Türk toplumu muhafazakâr değil

Ortalama bir solcunun, sözgelimi CHP’nin oylarındaki durağanlığı açıklamak için başvurduğu değişkenlerden biri- ve önde geleni- Türk seçmeninin muhafazakar yapısıdır. Oysa Ak Parti döneminde restorasyon adı altında yağmalanan ve yok edilen camilerin sadece basına yansıyanlarının kaydını tutsak, sanırım sayfalar dolardı. Adnan Menderes 1950’li yıllarda İstanbul’daki Vatan ve Millet caddelerini yaptırırken 50’nin üzerinde irili ufaklı camiyi yıktırmıştı. Bazılarının tarihi değeri vardı. “Muhafazakar” halkımız için bu pek sorun teşkil etmemiş ve Menderes’in oylarının düşmesine neden olmamıştı.
Türk toplumu, dünyadaki pek çok toplum gibi, çoğunluk itibariyle dindar bir toplum. İnsanlar çocuklarının da dindar olmasını önemsiyor. Okullarda din dersleri olmasını ya da basında dini programların, dillerde dini vurguların artmasını olumlu karşılıyor. Fakat bu ideolojik olarak içselleştirilmiş, tutarlı bir muhafazakârlık anlamına gelmiyor. Gelmesi de pek mümkün değil.
On yıllardan beri büyük bir iç göç dalgası yaşıyoruz. Doğudan batıya, köylerden kentlere doğru her yıl dalgalar halinde yüz binlerce yurttaşımız göç ediyor. Göç demek, daha iyi bir dünya arayışına yolculuk demektir. Göç edenin tutunmak diye bir derdi vardır. Hırslıdır ve kaybedecek pek az şeyi vardır. Sınıf atlamak ister. Üstelik bunun koşulları olduğunu da görür.
Göç dalgası, göç edilen kentlerin arazilerini olağanüstü değerli kılarak muazzam bir kentsel rant oluşmasına neden oluyor. Diğer taraftan milyonlarca insanın kentlere toplanması, Türkiye bir fırsatlar ülkesi haline getiriyor. Yeterince hırslı ve cesursanız, kafanız biraz hinliğe çalışıyorsa ya da şansınız varsa, gerekli ilişkileri kurabilir ve yasaların arkasından dolaşabilirseniz paraya, refaha erişmeniz mümkün olabiliyor. Nitekim bu açıdan bakıldığında, bizim zenginlerimizin ezici bir kısmı ‘burjuva’ değil, sınıf atlamış köylülerdir.
Tabii buraya bir de değişen değerleri eklemek gerekiyor. Dünyada olduğu gibi Türkiye’de de son on yıllarda mutluluğun ölçütleri tüketim toplumu değerlerine uyumlu hale geldi. İnsanlar mutlu olmak için daha çok tüketmek gerektiğini düşünüyorlar. Bu da paraya olan ihtiyacı arttırıyor. Zengin olmayı hayatın amacı haline getiriyor.

● ● ● ● ● ● ●

_Alıştırmalar_.
A. Yukarıdaki metinde geçen "Göç demek, daha iyi bir dünya arayışına yolculuk demektir." cümlesini İngilizceye çeviriniz.
B. Yukarıdaki metnin "Tabii buraya bir" sözlerini içeren yerinden başlayıp "amacı haline getiriyor." sözlerinden sonra biten bölümünü değiştirmeden yazınız.

● ● ● ● ● ● ●

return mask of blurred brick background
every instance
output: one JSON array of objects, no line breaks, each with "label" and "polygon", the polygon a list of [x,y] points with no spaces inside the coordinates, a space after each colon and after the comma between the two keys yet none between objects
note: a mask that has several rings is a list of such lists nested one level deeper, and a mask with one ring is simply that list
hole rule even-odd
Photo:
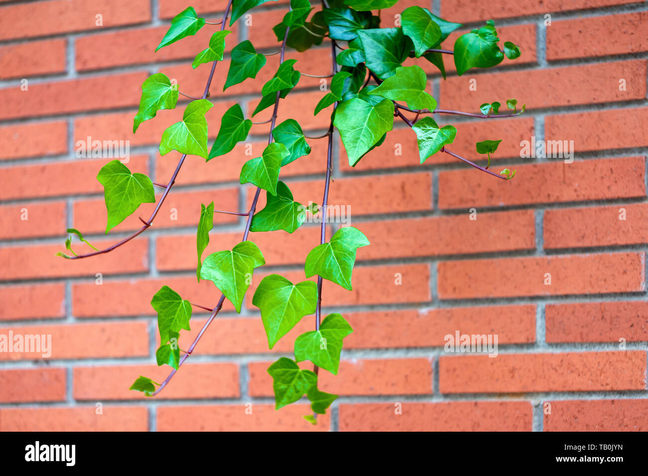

● ● ● ● ● ● ●

_Doğru Cevaplar_.
A. Migration means a journey in search of a better world.

B.
Tabii buraya bir de değişen değerleri eklemek gerekiyor. Dünyada olduğu gibi Türkiye’de de son on yıllarda mutluluğun ölçütleri tüketim toplumu değerlerine uyumlu hale geldi. İnsanlar mutlu olmak için daha çok tüketmek gerektiğini düşünüyorlar. Bu da paraya olan ihtiyacı arttırıyor. Zengin olmayı hayatın amacı haline getiriyor.